* **Given exercise**:
Format the items below as a Markdown table with the columns "Row" and "Entry", numbering each line in order and leaving out blank lines. Begin at the line that has "man in dark", and stop after the last line of the items.

* **Items**:
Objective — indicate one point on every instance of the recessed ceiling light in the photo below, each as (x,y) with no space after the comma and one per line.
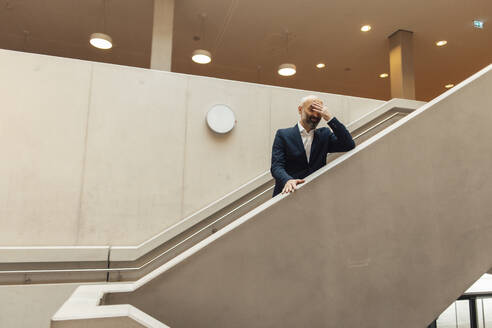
(478,24)
(287,69)
(201,56)
(101,41)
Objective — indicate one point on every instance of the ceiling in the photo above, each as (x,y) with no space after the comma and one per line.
(247,38)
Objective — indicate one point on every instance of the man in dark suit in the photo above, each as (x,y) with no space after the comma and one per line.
(302,149)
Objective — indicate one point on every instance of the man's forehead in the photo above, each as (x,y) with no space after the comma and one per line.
(310,101)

* **Answer in full**:
| Row | Entry |
|---|---|
| 1 | Objective — indicate one point on every instance of the man in dark suit in the photo above, each as (x,y) with no space after the comma and one per line. |
| 2 | (302,149) |
| 3 | Objective — indicate one point on every instance of the man's forehead in the photo above, each as (x,y) with no space after the comma and one per line. |
| 4 | (310,101) |